Kris Van Assche Of Dior Homme’s People To Meet: The Incomparable Boy George

DD1“Boy George is, for me, the ultimate reference from when I was a teenager,” Van Assche says, reflecting on the flamboyant star he chose for his SS17 campaign for Dior Homme. “He was screaming, saying that difference was OK – that you could actually celebrate difference – which is so not the mood of the moment now. So I felt like everybody needed a little wake- up call with everything that’s going on in the world.” For that delicate boy growing up in provincial Belgium in the 1980s, Boy George – with his hats and make-up and provocative statements – represented an all-important sense of escapism and hope. “I feel like he definitely made a big difference in the lives of many young people in my generation,” Van Assche notes.

Van Assche was just six years old in 1982 when Culture Club released their best-known single Do You Really Want to Hurt Me, but the presence of Boy George throughout the decade – and the new wave movement Culture Club helped spawn – would come to embody Van Assche’s understanding of self-expression and fuel his passage from small-town outsider to designer extraordinaire. A sensitive boy, he wasn’t bullied in school, but was aware he didn’t quite belong. And while the young

Van Assche didn’t style himself in the image of Boy George either, he certainly sensed a bond. “Did I feel different? Yes. Did I need somebody to tell me this was great? Yes,” he asserts. “Growing up in a small village in Belgium, being an only child, you need examples, you need people to tell you that being different is OK, that you should celebrate it. It’s not just about saying it’s OK – you should put it out there.”

Data for processing
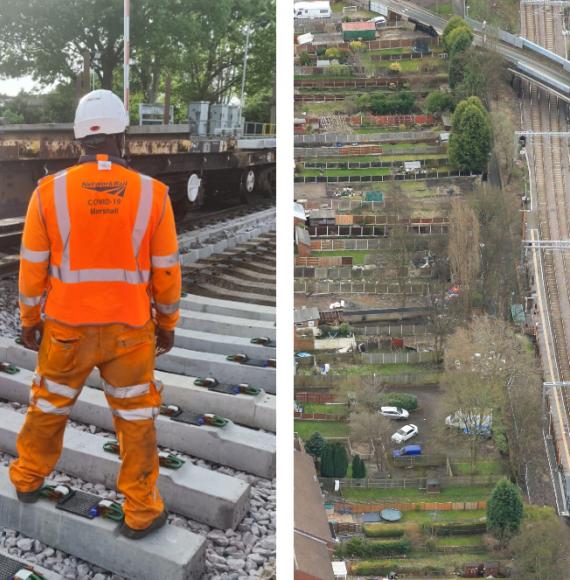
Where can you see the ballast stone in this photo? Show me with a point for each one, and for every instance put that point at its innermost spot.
(200, 494)
(170, 552)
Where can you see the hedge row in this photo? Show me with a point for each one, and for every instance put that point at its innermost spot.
(383, 531)
(381, 567)
(363, 548)
(450, 528)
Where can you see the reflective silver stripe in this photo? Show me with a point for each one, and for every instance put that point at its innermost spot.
(167, 308)
(136, 414)
(165, 261)
(143, 213)
(62, 390)
(30, 300)
(34, 256)
(126, 392)
(47, 407)
(62, 214)
(99, 275)
(64, 273)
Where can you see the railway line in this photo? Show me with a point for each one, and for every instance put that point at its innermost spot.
(548, 157)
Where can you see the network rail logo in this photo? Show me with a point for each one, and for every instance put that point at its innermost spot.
(116, 188)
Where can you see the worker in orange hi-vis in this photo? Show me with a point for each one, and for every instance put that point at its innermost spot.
(100, 258)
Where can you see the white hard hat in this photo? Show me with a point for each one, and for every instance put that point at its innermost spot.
(100, 112)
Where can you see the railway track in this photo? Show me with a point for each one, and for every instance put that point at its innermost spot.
(543, 112)
(223, 503)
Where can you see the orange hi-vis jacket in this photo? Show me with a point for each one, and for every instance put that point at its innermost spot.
(99, 247)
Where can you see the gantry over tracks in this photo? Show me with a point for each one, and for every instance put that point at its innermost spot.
(193, 168)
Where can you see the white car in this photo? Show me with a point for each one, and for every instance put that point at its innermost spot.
(394, 412)
(405, 434)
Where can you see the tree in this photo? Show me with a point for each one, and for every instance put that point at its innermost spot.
(327, 461)
(438, 101)
(188, 39)
(358, 467)
(340, 460)
(540, 548)
(503, 131)
(459, 40)
(367, 427)
(504, 510)
(314, 445)
(471, 136)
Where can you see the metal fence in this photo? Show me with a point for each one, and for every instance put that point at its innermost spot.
(438, 174)
(350, 287)
(387, 358)
(392, 330)
(304, 152)
(368, 164)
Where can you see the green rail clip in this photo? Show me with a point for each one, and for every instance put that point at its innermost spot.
(9, 368)
(164, 459)
(252, 362)
(212, 384)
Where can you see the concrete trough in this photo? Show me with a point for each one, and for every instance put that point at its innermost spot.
(44, 572)
(220, 344)
(234, 446)
(220, 324)
(258, 412)
(170, 552)
(207, 305)
(205, 496)
(205, 364)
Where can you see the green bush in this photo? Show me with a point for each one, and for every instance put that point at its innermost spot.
(403, 400)
(377, 567)
(438, 101)
(450, 528)
(383, 531)
(363, 548)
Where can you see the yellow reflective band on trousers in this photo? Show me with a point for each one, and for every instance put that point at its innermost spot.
(125, 358)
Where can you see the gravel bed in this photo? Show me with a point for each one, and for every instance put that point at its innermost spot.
(247, 552)
(9, 308)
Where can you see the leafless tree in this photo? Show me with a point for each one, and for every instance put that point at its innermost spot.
(463, 249)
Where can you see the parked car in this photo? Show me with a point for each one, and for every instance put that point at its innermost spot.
(407, 450)
(405, 433)
(394, 412)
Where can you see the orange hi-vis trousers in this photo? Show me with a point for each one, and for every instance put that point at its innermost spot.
(125, 358)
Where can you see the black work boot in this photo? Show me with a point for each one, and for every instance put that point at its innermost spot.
(133, 534)
(29, 496)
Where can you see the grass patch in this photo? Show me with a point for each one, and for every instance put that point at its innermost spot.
(395, 369)
(326, 428)
(395, 156)
(463, 493)
(345, 172)
(463, 541)
(481, 468)
(450, 516)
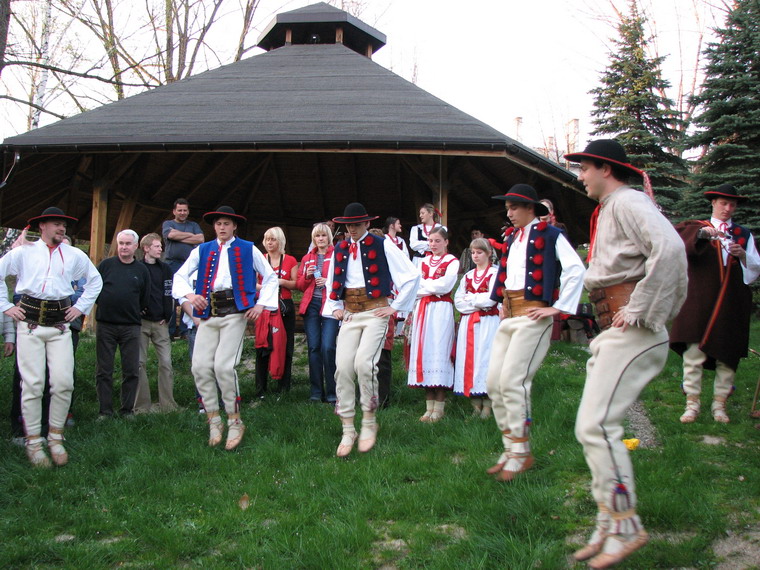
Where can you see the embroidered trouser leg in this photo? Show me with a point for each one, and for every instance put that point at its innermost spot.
(360, 341)
(219, 343)
(519, 346)
(622, 363)
(37, 347)
(693, 362)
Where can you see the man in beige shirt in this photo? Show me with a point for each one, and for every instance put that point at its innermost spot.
(637, 278)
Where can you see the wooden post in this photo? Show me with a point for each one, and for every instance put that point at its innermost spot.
(441, 197)
(98, 225)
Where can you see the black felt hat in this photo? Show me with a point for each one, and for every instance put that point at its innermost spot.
(606, 150)
(354, 214)
(525, 194)
(725, 191)
(223, 212)
(51, 213)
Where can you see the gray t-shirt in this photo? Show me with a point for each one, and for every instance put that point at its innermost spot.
(176, 250)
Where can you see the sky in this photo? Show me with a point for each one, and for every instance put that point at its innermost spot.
(498, 60)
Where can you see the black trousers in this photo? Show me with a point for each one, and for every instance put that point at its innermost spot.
(127, 339)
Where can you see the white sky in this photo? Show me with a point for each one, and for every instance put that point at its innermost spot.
(502, 59)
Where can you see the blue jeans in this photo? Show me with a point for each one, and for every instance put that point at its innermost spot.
(174, 328)
(321, 337)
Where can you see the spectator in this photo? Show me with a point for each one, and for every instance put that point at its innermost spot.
(154, 328)
(126, 286)
(181, 237)
(321, 332)
(285, 268)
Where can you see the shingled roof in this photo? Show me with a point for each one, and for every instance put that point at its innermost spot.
(286, 137)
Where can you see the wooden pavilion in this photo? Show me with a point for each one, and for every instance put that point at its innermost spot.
(288, 138)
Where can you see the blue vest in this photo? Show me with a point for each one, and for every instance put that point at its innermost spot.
(377, 274)
(243, 274)
(542, 269)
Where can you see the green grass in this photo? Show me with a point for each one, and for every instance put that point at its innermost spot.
(149, 492)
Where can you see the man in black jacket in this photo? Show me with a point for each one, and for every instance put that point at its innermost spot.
(126, 284)
(155, 328)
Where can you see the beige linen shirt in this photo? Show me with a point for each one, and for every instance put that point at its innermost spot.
(634, 241)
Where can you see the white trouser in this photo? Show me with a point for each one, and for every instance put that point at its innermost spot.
(218, 345)
(693, 361)
(622, 363)
(37, 347)
(360, 341)
(519, 346)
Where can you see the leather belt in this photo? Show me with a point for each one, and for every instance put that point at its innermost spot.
(44, 312)
(357, 301)
(223, 303)
(609, 300)
(516, 305)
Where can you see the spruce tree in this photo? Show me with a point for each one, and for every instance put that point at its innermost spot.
(629, 105)
(728, 117)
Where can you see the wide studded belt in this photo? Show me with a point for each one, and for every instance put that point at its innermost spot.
(357, 301)
(609, 300)
(44, 312)
(516, 305)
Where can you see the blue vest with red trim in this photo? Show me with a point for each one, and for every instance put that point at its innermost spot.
(542, 269)
(243, 274)
(377, 274)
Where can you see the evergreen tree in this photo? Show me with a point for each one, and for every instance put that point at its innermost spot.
(629, 105)
(728, 119)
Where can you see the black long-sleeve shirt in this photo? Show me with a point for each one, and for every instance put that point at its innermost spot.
(126, 287)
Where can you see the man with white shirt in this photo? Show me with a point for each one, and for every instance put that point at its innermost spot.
(712, 329)
(636, 277)
(538, 266)
(44, 272)
(224, 298)
(363, 271)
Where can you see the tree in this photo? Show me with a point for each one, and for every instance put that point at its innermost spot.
(630, 106)
(68, 56)
(728, 116)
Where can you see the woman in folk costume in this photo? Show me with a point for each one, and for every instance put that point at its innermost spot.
(480, 319)
(418, 237)
(285, 268)
(321, 332)
(430, 359)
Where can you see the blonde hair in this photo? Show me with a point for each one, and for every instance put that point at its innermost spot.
(320, 229)
(279, 236)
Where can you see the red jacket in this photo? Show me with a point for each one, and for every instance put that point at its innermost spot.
(307, 283)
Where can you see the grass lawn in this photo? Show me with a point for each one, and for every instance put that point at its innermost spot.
(148, 492)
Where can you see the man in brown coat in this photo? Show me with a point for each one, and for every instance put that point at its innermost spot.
(712, 329)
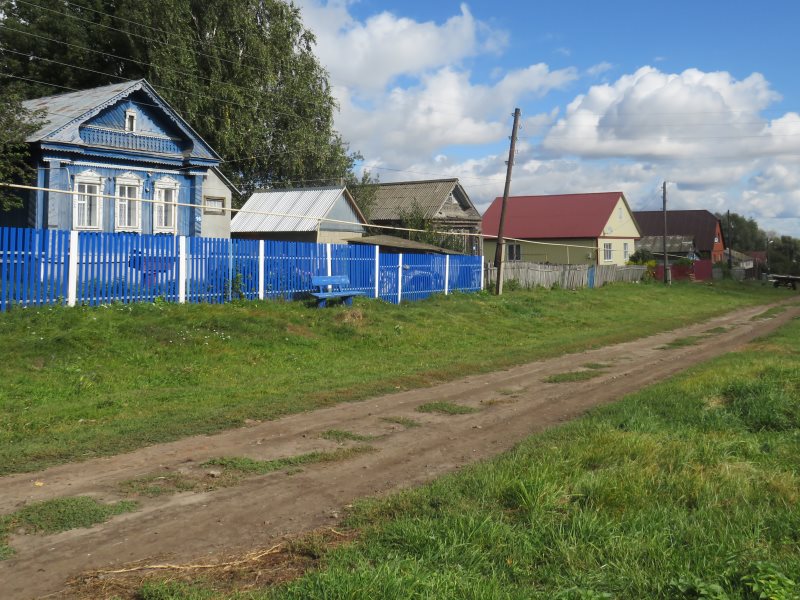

Challenge A
In the piece on Boy George, how old was Van Assche when Culture Club released Do You Really Want to Hurt Me?
Challenge B
In the records, start at the line containing "Where can you see the wide" and continue through the end of the records, switching "folk costume" to "traditional dress" and leaving everything else unchanged. Leave the pictures out of your answer.

Finished answer A
Six years old.

Finished answer B
Where can you see the wide studded belt in this photo? Show me with a point for each one, and for every instance put that point at its innermost spot.
(357, 301)
(609, 300)
(44, 312)
(516, 305)
Where can you see the blue vest with red trim in this photo? Show me with a point for each one, and for every instance put that point at its innermost spot.
(542, 269)
(243, 274)
(377, 274)
Where can you see the evergreen tree in this photo? Show me with a point for each one, and for every instance put that point at its innermost spot.
(629, 105)
(728, 119)
Where can you see the black long-sleeve shirt in this photo? Show me with a point for each one, and for every instance put that point at its innermost spot.
(126, 287)
Where can you see the man with white shirt in this photo? Show me with a point for each one, and for every instance put that point at its innermost spot.
(712, 329)
(636, 277)
(538, 266)
(44, 272)
(224, 298)
(363, 271)
Where can you see the tree in this photo? Show me with a point for each one, and for every instance put that point at its innermost spot.
(630, 106)
(68, 56)
(728, 116)
Where can you see the woman in traditional dress in this photo? Show me with a point for each one, and for every instance put that point at its innermost spot.
(480, 319)
(418, 237)
(285, 268)
(321, 332)
(430, 359)
Where can you see the blonde hair in this photo? Show me with a point for each one, and for every instance put that point at its innermost spot.
(320, 229)
(279, 236)
Where can you see the red jacket in this photo? Show me with a point for each one, and for every instance put that point at its innermost spot.
(307, 283)
Where can you see the grass lawn in this photo? Show me with a point for each one, and for every instance put that point at its innermost spot.
(148, 492)
Where can you see the man in brown coat in this photo? Show me with a point for each one, and for every instance put that point at its innermost spot.
(712, 329)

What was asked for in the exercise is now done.